2.11 Os encargos efetivamente suportados relativamente ao Prédio urbano denominado “Loteamento L 9 – Lote 6” são de €230.333,60, na esfera do Requerente B... e €28.136,25, na esfera do Requerente A..., relativos a:

▪ €129.150,00 relativos a despesas com honorários de agentes imobiliários – cfr. Documento n.º 20 junto à P.I.;

▪ €11.531,25 respeitantes a despesas com honorários de advogados – cfr. Documento n.º 18 junto à P.I.;

▪ €443.506,04 relativos a custos de construção – cfr. Documento n.º 21 junto à P.I.;

▪ €7.468,25 relativos a despesas com impostos – cfr. Documento n.º 6 junto à P.I.;

2.12 Quanto à falta comunicação à matriz invocada na resposta da AT e prevista no artigo 10.º, n.º 6, al. b) do CIRS, os Requerente alegam que só pode ser feita após a emissão de licença de habitabilidade a emitir pela Câmara Municipal, facto alheio aos Requerentes.

2.13 Apenas são considerados os valores que devidamente devem ser imputados aos ora Requerentes, em função das percentagens efetivas de detenção da propriedade dos dois imóveis.

2.14 Da decisão final da reclamação graciosa, conforme decorre dos Documentos n.ºs 1 e 2, a AT desconsiderou a generalidade das despesas e encargos relevantes para efeitos do cálculo das mais-valias imobiliárias, limitando “A consideração de despesas e encargos, no valor de € 58,63, relativamente ao Imóvel ...-U- ..., e de € 7.692,52, relativamente ao Imóvel ...-U-...”.

__PROBLEMA A__. Na listagem, reescreva as linhas que vão da que contém "Note: for this drill we locate the damaged" até o final, trocando "drill" por "exercise" e mantendo todo o resto inalterado.
A listagem não tem relação alguma com o trecho do documento.

__MATERIAL FORNECIDO__.

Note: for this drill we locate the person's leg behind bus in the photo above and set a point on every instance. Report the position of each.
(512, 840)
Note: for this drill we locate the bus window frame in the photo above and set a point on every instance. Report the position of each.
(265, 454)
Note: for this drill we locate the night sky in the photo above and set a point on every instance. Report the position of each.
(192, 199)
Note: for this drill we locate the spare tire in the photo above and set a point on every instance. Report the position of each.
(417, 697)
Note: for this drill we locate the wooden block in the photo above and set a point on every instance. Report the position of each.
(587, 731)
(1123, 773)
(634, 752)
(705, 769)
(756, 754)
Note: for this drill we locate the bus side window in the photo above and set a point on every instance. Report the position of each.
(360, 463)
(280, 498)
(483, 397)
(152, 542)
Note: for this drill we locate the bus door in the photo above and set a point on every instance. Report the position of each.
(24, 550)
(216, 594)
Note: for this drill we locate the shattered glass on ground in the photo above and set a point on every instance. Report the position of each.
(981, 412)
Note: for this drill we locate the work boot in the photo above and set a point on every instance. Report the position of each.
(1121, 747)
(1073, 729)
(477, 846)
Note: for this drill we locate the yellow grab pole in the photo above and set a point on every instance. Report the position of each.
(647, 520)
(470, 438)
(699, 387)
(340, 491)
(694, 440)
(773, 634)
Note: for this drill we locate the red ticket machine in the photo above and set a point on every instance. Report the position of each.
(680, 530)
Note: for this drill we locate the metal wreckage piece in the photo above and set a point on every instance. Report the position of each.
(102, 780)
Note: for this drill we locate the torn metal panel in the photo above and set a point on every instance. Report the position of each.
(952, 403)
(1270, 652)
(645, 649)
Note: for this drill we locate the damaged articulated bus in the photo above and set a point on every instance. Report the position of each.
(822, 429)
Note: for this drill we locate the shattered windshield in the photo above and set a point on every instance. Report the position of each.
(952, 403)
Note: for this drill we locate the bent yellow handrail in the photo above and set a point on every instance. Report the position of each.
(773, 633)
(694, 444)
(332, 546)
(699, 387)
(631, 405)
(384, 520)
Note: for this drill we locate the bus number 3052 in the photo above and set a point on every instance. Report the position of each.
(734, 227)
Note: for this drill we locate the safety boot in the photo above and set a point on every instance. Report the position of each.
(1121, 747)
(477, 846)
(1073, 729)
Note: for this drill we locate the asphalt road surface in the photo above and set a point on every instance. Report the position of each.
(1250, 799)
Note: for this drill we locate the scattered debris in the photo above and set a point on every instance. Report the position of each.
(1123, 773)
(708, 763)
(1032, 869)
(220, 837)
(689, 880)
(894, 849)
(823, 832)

__PROBLEMA B__. De acordo com o trecho do documento, qual é o valor das despesas com honorários de advogados?

__RESPOSTA A__.
Note: for this exercise we locate the damaged articulated bus in the photo above and set a point on every instance. Report the position of each.
(822, 429)
Note: for this exercise we locate the shattered windshield in the photo above and set a point on every instance. Report the position of each.
(952, 403)
Note: for this exercise we locate the bent yellow handrail in the photo above and set a point on every instance. Report the position of each.
(773, 633)
(694, 444)
(332, 546)
(699, 387)
(631, 405)
(384, 520)
Note: for this exercise we locate the bus number 3052 in the photo above and set a point on every instance. Report the position of each.
(734, 227)
Note: for this exercise we locate the safety boot in the photo above and set a point on every instance. Report the position of each.
(1121, 747)
(477, 846)
(1073, 729)
Note: for this exercise we locate the asphalt road surface in the photo above and set a point on every instance. Report the position of each.
(1250, 799)
Note: for this exercise we locate the scattered debris in the photo above and set a point on every instance. Report the position of each.
(1123, 773)
(708, 763)
(1032, 869)
(220, 837)
(689, 880)
(894, 849)
(823, 832)

__RESPOSTA B__. €11.531,25